**Work to be completed**
Every entry should be reproduced word for word.

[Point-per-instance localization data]

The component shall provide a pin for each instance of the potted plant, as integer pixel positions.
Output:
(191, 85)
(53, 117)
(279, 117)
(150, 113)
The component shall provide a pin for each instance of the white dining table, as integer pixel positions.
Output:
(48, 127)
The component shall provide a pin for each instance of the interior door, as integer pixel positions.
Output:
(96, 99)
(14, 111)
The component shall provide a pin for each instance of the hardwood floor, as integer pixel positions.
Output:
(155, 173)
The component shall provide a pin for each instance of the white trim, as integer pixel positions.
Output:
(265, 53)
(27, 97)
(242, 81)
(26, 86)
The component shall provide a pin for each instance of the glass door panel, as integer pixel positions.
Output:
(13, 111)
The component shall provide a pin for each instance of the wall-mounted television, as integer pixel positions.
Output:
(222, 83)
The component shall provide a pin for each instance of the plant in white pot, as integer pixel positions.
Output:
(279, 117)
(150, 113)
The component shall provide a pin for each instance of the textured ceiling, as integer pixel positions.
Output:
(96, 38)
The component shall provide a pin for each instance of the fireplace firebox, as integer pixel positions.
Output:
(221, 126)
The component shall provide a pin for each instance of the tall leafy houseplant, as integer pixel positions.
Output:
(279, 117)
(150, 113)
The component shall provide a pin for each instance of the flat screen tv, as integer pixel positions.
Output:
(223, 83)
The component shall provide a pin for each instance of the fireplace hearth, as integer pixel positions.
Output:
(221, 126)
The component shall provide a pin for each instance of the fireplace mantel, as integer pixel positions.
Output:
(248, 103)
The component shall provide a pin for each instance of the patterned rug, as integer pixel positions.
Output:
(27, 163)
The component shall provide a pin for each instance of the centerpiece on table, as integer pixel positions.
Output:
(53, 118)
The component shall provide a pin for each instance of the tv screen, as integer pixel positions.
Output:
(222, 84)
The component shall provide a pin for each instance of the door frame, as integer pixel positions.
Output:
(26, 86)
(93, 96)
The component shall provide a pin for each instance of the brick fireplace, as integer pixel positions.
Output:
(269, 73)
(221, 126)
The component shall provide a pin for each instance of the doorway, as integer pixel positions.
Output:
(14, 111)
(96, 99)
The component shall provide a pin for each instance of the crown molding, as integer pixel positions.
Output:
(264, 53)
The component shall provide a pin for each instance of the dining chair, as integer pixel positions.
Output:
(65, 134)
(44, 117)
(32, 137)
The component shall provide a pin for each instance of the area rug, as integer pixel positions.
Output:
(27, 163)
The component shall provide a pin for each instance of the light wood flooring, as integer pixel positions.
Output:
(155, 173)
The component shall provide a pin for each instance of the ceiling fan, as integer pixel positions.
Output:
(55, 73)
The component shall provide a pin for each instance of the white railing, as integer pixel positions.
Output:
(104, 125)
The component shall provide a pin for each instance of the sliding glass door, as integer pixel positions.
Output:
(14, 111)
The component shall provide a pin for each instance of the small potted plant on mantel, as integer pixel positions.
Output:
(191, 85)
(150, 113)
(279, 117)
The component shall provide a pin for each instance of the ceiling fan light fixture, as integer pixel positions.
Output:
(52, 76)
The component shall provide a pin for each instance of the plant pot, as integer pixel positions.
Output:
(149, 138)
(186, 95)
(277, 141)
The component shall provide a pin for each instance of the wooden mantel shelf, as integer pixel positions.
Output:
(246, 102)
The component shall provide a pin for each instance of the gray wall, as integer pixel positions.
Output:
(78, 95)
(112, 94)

**Result below**
The component shall provide a pin for each instance of the potted plant, as integer pixel positions.
Output:
(191, 85)
(53, 117)
(279, 117)
(150, 113)
The component shall provide a pin for each instance of the white dining table, as integer pixel positions.
Output:
(48, 127)
The component shall provide a pin for each instance of the interior door, as integer pixel positions.
Output:
(96, 99)
(14, 111)
The component shall provide a pin for each instance of the hardwood floor, as integer pixel positions.
Output:
(155, 173)
The component shall provide a pin for each instance of the white trim, as integer pixel positions.
Output:
(265, 53)
(27, 97)
(242, 81)
(26, 86)
The component shall provide a pin for each instance of the glass door panel, as integer pixel positions.
Output:
(13, 111)
The component shall provide a pin for each instance of the wall-mounted television, as integer pixel positions.
Output:
(222, 83)
The component shall provide a pin for each instance of the plant in white pot, as integer pixel positions.
Output:
(279, 117)
(150, 113)
The component shall provide a pin for each instance of the textured ceiling, as integer pixel positions.
Output:
(96, 38)
The component shall provide a pin for each instance of the fireplace firebox, as integer pixel positions.
Output:
(221, 126)
The component shall provide a pin for each instance of the tall leafy houseplant, as integer pixel positions.
Output:
(279, 117)
(150, 113)
The component shall provide a pin for each instance of the flat screen tv, as integer pixel positions.
Output:
(223, 83)
The component shall provide a pin for each instance of the fireplace hearth, as integer pixel positions.
Output:
(221, 126)
The component shall provide a pin for each instance of the fireplace mantel, as integer pixel positions.
Output:
(248, 103)
The component shall provide a pin for each instance of the patterned rug, as integer pixel positions.
Output:
(27, 163)
The component shall provide a pin for each instance of the centerpiece on table, as integer pixel positions.
Output:
(53, 118)
The component shall provide a pin for each instance of the tv screen, as integer pixel positions.
Output:
(222, 84)
The component shall provide a pin for each instance of the door frame, as integer pixel positions.
Output:
(26, 86)
(93, 96)
The component shall provide a pin for each instance of the brick fireplace, as integer pixel positions.
Output:
(269, 73)
(221, 126)
The component shall provide a pin for each instance of the doorway, as integer pixel positions.
Output:
(14, 111)
(96, 99)
The component shall provide a pin for each instance of the crown molding, as integer pixel positions.
Output:
(264, 53)
The component shall provide a pin for each instance of the dining chair, as integer pixel positions.
Output:
(65, 134)
(44, 117)
(32, 137)
The component shall provide a pin for each instance of the area rug, as integer pixel positions.
Output:
(27, 163)
The component shall provide a pin for each instance of the light wood flooring, as integer pixel positions.
Output:
(155, 173)
The component shall provide a pin for each instance of the ceiling fan, as integer pixel positions.
Output:
(55, 73)
The component shall provide a pin for each instance of the white railing, as integer pixel positions.
Output:
(104, 125)
The component shall provide a pin for each instance of the sliding glass door, as integer pixel positions.
Output:
(14, 111)
The component shall provide a pin for each instance of the small potted plant on mantel, as integer pixel positions.
Output:
(191, 85)
(150, 113)
(279, 117)
The component shall provide a pin for each instance of the ceiling fan light fixture, as integer pixel positions.
Output:
(52, 76)
The component shall provide a pin for each instance of the plant pot, as integer pixel positions.
Output:
(149, 138)
(186, 95)
(277, 141)
The component shall provide a pin for each instance of the wooden mantel shelf, as integer pixel positions.
Output:
(246, 102)
The component shall provide a pin for each instance of the gray wall, as integer pixel positions.
Output:
(78, 95)
(112, 94)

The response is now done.